### Text section
.....

From: Tom Roberts on
Paul B. Andersen wrote:
> Be however aware that the ECI-frame - Earth Centred Inertial frame
> is a misnomer in this context. It is no inertial frame because
> space-time is curved, and the curvature is essential. So you cannot
> use Einstein's synchronization method to define simultaneity
> (except for between clocks on the same gravitational potential).

Technically this is correct. But the GPS does use Einstein's synchronization
method, for clocks on the ground and in orbit. It does so by deliberately using
coordinate clocks that are compensated for their gravitational potential at
their location. Real clocks that are moving (all of them except when at the
poles) are also compensated for their motion. The ECI coordinates of the GPS are
accurately those of an inertial frame of SR co-moving with the center of the
earth; they are valid between the earth's surface and the GPS satellite orbits,
plus some margin higher and lower. As the earth's center is not moving in a
straight line, this puts a limit on the duration over which one can use these
coordinates as inertial ones; fortunately that limit is considerably longer than
the GPS needs.

IOW: for short enough time periods, the ECI coordinates of the GPS are fully
compensated for the curvature of spacetime, and they can be used as if SR is
valid for them. For this to work, it is essential that the spacetime volume used
be limited (in both space and time), and gravitation must be weak (near earth
the gravitational potential is about 10^-6, which is indeed small [in GR it is
unitless]).


Tom Roberts
From: GSS on
On Apr 1, 7:15 am, Tom Roberts <tjroberts...(a)sbcglobal.net> wrote:
> GSS wrote:
>> On Mar 25, 10:42 pm, Tom Roberts <tjroberts...(a)sbcglobal.net> wrote:
>>> Clock synchronization is INHERENTLY frame dependent. That is, a given pair of
>>> clocks can be synchronized in one AND ONLY one inertial frame; they are not
>>> synchronized in any other inertial frame.
>
>> Agreed that a given pair of precision atomic clocks A and B (separated
>> by constant distance S) can be synchronized in ONE AND ONLY ONE
>> inertial reference frame. But is there any restriction on the choice
>> of THAT inertial reference frame?
>
> No.

Let us consider two clocks at points A and B fixed on earth's geoid
(separated by constant distance S), and mutually synchronized to UTC
through GPS. Let us assume the instantaneous velocity of both A and B
is V, and their instantaneous positions P(A) and P(B), in the BCRF.
Through established relations of relativity, we can transform the UTC
time to BCRF time (say TDB). Since both points A and B are in motion
in BCRF, their instantaneous times in BCRF will depend upon V, P(A),
P(B) and the instantaneous orientation of line segment AB with
velocity vector V.

.....

[Items taken from a data source]
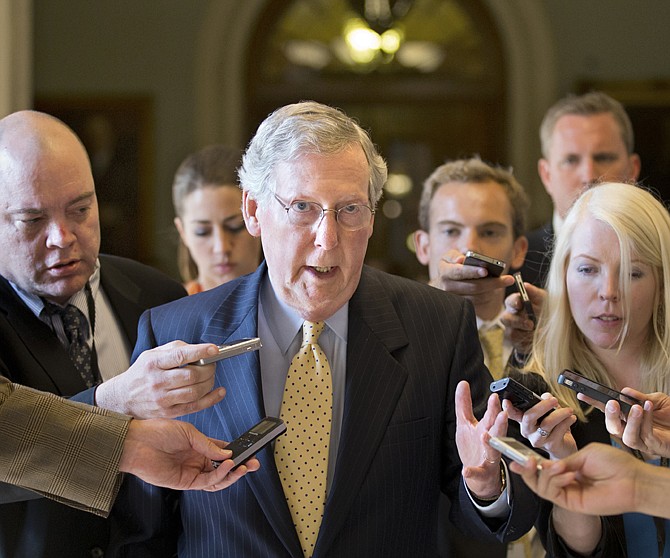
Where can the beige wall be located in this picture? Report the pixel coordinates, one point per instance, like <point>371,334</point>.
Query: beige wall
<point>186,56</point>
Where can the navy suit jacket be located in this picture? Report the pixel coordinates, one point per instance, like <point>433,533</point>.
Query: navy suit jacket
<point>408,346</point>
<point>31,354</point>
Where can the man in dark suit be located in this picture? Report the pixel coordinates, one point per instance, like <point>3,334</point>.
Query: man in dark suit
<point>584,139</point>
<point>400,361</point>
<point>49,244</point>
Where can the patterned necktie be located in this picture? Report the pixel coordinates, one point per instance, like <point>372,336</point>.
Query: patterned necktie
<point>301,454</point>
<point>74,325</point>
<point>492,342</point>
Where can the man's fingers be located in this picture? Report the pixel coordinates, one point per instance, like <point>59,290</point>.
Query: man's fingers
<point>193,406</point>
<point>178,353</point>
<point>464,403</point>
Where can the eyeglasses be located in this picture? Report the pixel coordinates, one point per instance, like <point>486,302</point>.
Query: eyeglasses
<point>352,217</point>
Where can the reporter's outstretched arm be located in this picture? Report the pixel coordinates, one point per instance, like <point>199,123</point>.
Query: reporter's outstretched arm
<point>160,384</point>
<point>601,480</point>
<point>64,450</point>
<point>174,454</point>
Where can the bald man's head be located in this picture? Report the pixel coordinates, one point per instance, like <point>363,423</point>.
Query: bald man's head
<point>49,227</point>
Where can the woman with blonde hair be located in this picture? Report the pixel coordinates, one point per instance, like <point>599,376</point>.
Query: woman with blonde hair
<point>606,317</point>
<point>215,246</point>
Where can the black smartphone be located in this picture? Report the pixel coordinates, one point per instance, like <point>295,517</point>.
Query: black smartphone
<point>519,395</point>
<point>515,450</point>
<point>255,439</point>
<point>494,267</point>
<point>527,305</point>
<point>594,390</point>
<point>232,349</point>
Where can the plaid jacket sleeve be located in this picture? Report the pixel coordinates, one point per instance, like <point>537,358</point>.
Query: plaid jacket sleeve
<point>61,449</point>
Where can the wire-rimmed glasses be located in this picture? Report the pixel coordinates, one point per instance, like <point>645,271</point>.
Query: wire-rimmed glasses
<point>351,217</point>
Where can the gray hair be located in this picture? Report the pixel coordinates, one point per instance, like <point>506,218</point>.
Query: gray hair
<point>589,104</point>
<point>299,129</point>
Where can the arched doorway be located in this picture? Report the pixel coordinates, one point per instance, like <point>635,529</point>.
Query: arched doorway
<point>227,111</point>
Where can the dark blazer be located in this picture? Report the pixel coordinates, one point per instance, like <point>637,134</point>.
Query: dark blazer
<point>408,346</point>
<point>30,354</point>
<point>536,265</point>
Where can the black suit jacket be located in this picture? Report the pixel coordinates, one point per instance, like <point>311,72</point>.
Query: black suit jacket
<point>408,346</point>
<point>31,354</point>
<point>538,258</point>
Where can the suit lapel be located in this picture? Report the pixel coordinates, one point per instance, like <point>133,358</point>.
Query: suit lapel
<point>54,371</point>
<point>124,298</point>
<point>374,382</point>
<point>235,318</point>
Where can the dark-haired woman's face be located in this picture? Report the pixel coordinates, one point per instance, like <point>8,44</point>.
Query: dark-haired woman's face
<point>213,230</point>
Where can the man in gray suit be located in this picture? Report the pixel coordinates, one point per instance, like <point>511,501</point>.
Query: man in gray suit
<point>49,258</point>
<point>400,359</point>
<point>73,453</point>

.....

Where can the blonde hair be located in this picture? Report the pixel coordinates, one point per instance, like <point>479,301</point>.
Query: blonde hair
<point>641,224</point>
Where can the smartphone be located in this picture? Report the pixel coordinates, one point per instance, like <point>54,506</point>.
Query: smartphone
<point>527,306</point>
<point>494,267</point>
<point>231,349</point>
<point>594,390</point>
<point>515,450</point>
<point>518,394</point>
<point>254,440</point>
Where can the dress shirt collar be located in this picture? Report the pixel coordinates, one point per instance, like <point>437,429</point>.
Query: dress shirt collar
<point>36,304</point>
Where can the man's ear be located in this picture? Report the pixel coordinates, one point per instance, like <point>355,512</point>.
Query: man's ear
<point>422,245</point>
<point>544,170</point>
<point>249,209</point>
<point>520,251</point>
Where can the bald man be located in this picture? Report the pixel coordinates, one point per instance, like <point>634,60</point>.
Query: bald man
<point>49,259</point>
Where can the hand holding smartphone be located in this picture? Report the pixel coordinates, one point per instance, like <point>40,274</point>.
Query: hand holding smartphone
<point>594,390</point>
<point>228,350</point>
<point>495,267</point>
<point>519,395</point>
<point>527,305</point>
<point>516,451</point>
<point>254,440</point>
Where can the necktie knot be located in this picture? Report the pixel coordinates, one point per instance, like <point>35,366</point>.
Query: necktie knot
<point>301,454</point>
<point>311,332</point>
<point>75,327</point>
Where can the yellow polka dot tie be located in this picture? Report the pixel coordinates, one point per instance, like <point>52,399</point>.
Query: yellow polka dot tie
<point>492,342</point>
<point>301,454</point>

.....

### Required work
• 1. Translate this sentence from the thread on GPS clock synchronization into Spanish: "It does so by deliberately using coordinate clocks that are compensated for their gravitational potential at their location."
• 2. Please return the passage of the thread on GPS clock synchronization from "IOW: for short" up to and including "unitless]).", copied word for word.
The data has no part in what is asked here.

### Responses
• 1. Lo hace utilizando deliberadamente relojes de coordenadas que están compensados por su potencial gravitatorio en su ubicación.

• 2.
IOW: for short enough time periods, the ECI coordinates of the GPS are fully
compensated for the curvature of spacetime, and they can be used as if SR is
valid for them. For this to work, it is essential that the spacetime volume used
be limited (in both space and time), and gravitation must be weak (near earth
the gravitational potential is about 10^-6, which is indeed small [in GR it is
unitless]).